(Point annotation dataset records)
..........
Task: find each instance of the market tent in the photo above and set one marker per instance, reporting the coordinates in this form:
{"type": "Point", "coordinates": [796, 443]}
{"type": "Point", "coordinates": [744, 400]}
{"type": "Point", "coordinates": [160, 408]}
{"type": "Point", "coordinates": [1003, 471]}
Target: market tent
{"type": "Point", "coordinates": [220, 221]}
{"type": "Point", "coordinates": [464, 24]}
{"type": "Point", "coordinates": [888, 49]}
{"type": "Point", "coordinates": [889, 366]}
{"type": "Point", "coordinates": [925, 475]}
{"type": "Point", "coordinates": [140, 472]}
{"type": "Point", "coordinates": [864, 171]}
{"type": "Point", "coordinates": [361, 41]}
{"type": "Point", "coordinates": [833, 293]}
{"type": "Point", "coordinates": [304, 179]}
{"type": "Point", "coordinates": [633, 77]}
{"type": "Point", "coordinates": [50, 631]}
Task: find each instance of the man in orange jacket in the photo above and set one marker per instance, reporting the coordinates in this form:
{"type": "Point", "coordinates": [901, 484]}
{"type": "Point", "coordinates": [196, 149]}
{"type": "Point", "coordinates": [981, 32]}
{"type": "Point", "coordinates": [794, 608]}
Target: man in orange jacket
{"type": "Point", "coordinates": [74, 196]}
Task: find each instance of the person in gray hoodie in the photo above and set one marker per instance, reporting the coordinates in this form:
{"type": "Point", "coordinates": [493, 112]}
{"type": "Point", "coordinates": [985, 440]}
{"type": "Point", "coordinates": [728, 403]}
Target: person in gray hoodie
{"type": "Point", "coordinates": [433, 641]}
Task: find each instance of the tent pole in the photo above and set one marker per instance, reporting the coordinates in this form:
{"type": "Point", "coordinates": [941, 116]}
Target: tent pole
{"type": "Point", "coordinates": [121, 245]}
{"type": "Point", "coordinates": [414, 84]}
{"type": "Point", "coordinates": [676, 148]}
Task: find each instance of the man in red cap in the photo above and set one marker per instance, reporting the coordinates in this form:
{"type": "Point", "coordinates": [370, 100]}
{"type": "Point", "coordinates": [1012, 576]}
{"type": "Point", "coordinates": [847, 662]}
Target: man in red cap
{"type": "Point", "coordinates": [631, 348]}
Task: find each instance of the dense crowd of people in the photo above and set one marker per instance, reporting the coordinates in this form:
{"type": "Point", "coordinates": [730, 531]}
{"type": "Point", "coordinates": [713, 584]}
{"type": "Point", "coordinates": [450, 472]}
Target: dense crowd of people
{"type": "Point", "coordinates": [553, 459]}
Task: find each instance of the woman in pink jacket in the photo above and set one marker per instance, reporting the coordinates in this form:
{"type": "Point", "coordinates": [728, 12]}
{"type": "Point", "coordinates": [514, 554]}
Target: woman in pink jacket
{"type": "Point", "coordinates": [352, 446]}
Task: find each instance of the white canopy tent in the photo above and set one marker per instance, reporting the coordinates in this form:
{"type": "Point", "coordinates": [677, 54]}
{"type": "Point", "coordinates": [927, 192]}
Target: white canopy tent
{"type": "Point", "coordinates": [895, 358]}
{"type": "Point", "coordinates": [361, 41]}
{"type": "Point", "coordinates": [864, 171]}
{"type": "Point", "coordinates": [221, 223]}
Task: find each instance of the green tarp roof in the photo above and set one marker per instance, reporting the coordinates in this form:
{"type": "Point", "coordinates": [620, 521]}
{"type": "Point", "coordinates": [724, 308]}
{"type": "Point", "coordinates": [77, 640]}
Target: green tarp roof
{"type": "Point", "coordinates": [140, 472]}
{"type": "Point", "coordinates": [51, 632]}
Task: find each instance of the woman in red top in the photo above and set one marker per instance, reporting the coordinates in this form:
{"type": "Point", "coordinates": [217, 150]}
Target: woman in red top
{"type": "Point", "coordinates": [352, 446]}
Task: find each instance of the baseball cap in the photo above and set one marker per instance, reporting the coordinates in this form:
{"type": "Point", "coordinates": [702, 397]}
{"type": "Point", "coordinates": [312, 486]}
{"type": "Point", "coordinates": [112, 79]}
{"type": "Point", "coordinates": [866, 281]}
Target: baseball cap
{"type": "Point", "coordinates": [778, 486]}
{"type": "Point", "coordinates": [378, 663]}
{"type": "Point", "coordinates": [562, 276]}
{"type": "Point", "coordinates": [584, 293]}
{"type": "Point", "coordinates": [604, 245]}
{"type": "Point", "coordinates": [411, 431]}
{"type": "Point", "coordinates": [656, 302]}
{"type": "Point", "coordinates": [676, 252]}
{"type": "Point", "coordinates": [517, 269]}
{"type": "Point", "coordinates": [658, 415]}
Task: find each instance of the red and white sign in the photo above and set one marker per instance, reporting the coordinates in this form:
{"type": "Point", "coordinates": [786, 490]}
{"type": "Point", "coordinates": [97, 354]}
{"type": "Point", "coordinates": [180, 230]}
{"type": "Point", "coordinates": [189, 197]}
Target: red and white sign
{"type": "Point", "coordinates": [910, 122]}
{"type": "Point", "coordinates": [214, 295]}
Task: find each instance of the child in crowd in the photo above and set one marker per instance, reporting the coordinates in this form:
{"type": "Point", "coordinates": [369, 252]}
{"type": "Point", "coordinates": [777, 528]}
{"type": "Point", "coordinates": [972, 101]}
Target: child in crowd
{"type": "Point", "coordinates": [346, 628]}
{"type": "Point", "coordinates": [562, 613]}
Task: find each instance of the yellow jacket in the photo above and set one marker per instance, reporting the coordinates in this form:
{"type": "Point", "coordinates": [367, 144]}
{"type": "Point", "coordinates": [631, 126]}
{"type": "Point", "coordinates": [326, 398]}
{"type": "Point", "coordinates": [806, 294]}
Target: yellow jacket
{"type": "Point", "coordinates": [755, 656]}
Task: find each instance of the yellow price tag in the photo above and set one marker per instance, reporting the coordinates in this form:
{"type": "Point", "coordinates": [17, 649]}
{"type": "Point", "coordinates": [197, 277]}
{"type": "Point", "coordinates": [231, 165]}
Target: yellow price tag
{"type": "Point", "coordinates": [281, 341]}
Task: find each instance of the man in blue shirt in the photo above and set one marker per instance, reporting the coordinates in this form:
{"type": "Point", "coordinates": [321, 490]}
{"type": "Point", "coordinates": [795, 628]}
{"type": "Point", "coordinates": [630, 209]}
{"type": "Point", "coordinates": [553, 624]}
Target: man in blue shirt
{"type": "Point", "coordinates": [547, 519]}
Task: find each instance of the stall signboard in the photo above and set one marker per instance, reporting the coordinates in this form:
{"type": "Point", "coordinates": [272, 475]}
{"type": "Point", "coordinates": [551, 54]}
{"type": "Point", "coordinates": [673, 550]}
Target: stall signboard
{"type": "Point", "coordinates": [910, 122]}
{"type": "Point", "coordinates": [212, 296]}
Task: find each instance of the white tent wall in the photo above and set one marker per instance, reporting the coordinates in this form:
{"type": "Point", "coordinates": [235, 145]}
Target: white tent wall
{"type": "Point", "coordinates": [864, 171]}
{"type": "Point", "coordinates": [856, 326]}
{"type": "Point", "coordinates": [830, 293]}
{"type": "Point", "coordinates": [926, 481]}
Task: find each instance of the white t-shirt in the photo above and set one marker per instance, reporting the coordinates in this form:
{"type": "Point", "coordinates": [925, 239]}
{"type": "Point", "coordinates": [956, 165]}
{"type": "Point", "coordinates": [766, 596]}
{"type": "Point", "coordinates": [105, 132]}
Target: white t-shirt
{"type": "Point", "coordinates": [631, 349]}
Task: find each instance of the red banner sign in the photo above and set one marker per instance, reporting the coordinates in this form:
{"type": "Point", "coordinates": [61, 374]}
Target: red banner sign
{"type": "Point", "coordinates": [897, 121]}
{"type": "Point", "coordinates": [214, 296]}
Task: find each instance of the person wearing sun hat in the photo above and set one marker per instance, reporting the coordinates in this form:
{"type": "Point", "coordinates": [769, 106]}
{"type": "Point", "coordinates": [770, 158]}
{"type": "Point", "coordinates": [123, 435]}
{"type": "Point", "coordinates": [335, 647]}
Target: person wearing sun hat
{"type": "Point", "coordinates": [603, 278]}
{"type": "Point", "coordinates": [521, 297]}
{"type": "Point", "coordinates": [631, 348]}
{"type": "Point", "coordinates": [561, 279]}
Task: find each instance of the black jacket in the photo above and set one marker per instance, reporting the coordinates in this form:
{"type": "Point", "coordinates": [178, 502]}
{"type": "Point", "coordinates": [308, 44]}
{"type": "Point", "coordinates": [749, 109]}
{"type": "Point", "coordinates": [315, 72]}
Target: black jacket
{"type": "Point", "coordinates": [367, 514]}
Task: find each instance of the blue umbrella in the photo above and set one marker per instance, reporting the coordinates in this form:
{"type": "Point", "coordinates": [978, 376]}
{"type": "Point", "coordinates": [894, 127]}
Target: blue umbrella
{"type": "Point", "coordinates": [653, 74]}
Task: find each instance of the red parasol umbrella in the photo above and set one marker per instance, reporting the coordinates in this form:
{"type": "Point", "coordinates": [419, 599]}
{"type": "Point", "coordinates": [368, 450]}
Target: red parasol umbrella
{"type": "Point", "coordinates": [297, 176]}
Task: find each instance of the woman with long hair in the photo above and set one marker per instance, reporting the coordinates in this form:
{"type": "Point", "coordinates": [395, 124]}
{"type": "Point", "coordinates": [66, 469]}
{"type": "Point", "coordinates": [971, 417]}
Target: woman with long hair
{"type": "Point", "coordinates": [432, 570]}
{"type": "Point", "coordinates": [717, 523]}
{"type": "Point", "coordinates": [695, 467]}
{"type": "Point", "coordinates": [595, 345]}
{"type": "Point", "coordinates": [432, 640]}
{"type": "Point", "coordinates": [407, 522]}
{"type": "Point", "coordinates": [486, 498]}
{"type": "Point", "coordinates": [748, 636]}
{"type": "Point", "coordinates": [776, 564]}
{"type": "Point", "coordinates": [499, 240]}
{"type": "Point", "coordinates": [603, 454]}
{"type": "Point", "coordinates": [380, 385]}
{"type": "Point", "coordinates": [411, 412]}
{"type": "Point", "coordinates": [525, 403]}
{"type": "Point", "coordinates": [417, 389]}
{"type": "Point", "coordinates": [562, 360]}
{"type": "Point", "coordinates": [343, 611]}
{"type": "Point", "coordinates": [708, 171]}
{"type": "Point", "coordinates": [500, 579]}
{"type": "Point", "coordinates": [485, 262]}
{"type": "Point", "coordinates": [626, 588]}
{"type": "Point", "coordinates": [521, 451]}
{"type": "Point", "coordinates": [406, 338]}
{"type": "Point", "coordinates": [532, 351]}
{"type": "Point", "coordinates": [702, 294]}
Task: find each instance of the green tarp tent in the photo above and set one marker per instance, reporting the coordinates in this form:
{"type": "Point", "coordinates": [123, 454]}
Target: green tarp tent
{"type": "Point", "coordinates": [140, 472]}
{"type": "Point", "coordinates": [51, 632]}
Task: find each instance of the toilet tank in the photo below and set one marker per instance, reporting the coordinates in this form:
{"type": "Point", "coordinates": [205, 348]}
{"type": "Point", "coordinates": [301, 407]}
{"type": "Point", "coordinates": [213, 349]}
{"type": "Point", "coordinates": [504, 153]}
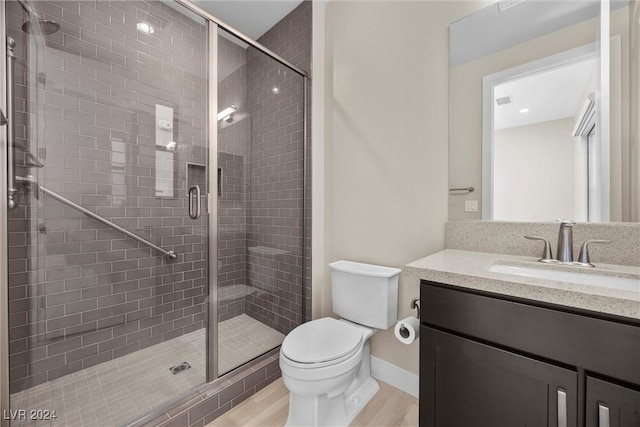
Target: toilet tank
{"type": "Point", "coordinates": [364, 293]}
..........
With the pictures left out, write out exactly the lines from the line containing "Task: find each instance of the woman with" through the final line.

Output for this task »
Task: find each instance of the woman with long hair in the photo above and set one marker per instance, reporting the coordinates in this form:
{"type": "Point", "coordinates": [395, 124]}
{"type": "Point", "coordinates": [66, 469]}
{"type": "Point", "coordinates": [971, 417]}
Target: woman with long hair
{"type": "Point", "coordinates": [432, 570]}
{"type": "Point", "coordinates": [717, 523]}
{"type": "Point", "coordinates": [695, 467]}
{"type": "Point", "coordinates": [595, 345]}
{"type": "Point", "coordinates": [432, 640]}
{"type": "Point", "coordinates": [407, 522]}
{"type": "Point", "coordinates": [486, 498]}
{"type": "Point", "coordinates": [748, 636]}
{"type": "Point", "coordinates": [776, 564]}
{"type": "Point", "coordinates": [499, 240]}
{"type": "Point", "coordinates": [603, 454]}
{"type": "Point", "coordinates": [380, 385]}
{"type": "Point", "coordinates": [411, 412]}
{"type": "Point", "coordinates": [525, 403]}
{"type": "Point", "coordinates": [417, 389]}
{"type": "Point", "coordinates": [562, 360]}
{"type": "Point", "coordinates": [343, 611]}
{"type": "Point", "coordinates": [708, 171]}
{"type": "Point", "coordinates": [500, 579]}
{"type": "Point", "coordinates": [485, 262]}
{"type": "Point", "coordinates": [626, 588]}
{"type": "Point", "coordinates": [521, 451]}
{"type": "Point", "coordinates": [406, 338]}
{"type": "Point", "coordinates": [532, 351]}
{"type": "Point", "coordinates": [702, 294]}
Task: find each instance of the green tarp tent in the photo above and set one marker per instance, reporting the coordinates in this form:
{"type": "Point", "coordinates": [123, 454]}
Target: green tarp tent
{"type": "Point", "coordinates": [140, 472]}
{"type": "Point", "coordinates": [51, 632]}
Task: find each instance of the toilet tank in the photo below and set one marker per instance, reporting the coordinates in this form:
{"type": "Point", "coordinates": [205, 348]}
{"type": "Point", "coordinates": [301, 407]}
{"type": "Point", "coordinates": [213, 349]}
{"type": "Point", "coordinates": [504, 153]}
Target: toilet tank
{"type": "Point", "coordinates": [364, 293]}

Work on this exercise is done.